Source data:
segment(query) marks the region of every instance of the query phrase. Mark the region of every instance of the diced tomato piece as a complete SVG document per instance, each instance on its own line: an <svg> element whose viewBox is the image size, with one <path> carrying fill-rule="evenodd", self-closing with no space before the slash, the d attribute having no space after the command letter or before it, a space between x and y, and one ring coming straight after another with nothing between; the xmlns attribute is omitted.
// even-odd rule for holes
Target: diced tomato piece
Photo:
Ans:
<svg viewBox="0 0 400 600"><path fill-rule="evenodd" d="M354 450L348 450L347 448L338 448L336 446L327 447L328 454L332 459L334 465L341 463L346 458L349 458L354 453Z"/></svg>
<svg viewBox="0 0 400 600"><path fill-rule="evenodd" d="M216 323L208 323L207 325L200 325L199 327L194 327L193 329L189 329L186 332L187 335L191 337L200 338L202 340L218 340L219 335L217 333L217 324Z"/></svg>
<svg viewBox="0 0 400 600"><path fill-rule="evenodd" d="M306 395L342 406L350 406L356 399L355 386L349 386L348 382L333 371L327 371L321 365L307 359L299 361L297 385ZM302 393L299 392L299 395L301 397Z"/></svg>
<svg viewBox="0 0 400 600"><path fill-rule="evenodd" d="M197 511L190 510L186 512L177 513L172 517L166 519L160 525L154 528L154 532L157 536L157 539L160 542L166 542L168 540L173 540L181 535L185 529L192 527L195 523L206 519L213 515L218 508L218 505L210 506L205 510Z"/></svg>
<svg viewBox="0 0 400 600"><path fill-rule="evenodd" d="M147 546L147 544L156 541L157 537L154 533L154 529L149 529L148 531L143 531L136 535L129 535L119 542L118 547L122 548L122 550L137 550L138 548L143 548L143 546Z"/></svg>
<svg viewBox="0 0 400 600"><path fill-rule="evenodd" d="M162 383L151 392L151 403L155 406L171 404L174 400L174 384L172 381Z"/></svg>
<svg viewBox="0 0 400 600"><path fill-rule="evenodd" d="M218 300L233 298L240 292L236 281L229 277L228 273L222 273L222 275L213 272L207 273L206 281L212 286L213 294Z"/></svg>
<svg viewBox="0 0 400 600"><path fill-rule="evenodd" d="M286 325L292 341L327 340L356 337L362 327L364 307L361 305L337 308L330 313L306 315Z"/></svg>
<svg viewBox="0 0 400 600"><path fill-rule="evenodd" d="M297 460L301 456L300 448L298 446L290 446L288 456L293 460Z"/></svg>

Aim of the task
Reprint the entries above in full, exactly as they are.

Completed exercise
segment(query) marks the region of every instance of the query phrase. Mark the region of every instance of the diced tomato piece as a complete SVG document per instance, each instance on its own line: an <svg> element whose viewBox is the image size, with one <path> carrying fill-rule="evenodd", self-closing with no space before the slash, the d attribute having no space after the command letter or before it, a space between x and y, and one ring coming straight after another with nothing between; the xmlns attribute is omitted.
// even-odd rule for holes
Target: diced tomato piece
Photo:
Ans:
<svg viewBox="0 0 400 600"><path fill-rule="evenodd" d="M354 450L348 450L347 448L338 448L336 446L327 447L328 454L332 459L334 465L341 463L346 458L349 458L354 453Z"/></svg>
<svg viewBox="0 0 400 600"><path fill-rule="evenodd" d="M216 323L208 323L207 325L200 325L199 327L194 327L193 329L189 329L186 332L187 335L191 337L200 338L202 340L218 340L219 335L217 333L217 324Z"/></svg>
<svg viewBox="0 0 400 600"><path fill-rule="evenodd" d="M306 395L342 406L350 406L356 399L355 386L349 386L348 382L333 371L327 371L321 365L307 359L299 361L297 385ZM302 393L299 392L299 395L301 397Z"/></svg>
<svg viewBox="0 0 400 600"><path fill-rule="evenodd" d="M197 511L190 510L186 512L177 513L172 517L166 519L160 525L154 528L154 532L157 536L157 539L160 542L166 542L168 540L173 540L181 535L185 529L192 527L195 523L206 519L213 515L218 508L218 505L210 506L205 510Z"/></svg>
<svg viewBox="0 0 400 600"><path fill-rule="evenodd" d="M147 546L147 544L156 541L157 537L154 533L154 529L149 529L148 531L143 531L136 535L129 535L119 542L118 547L122 548L122 550L137 550L138 548L143 548L143 546Z"/></svg>
<svg viewBox="0 0 400 600"><path fill-rule="evenodd" d="M162 383L151 392L151 403L155 406L171 404L174 400L174 384L172 381Z"/></svg>
<svg viewBox="0 0 400 600"><path fill-rule="evenodd" d="M218 300L233 298L240 292L236 281L229 277L228 273L222 273L222 275L213 272L207 273L206 281L212 286L213 294Z"/></svg>
<svg viewBox="0 0 400 600"><path fill-rule="evenodd" d="M286 325L292 341L327 340L356 337L362 327L364 307L361 305L337 308L330 313L306 315Z"/></svg>
<svg viewBox="0 0 400 600"><path fill-rule="evenodd" d="M297 460L301 456L300 448L298 446L290 446L288 456L293 460Z"/></svg>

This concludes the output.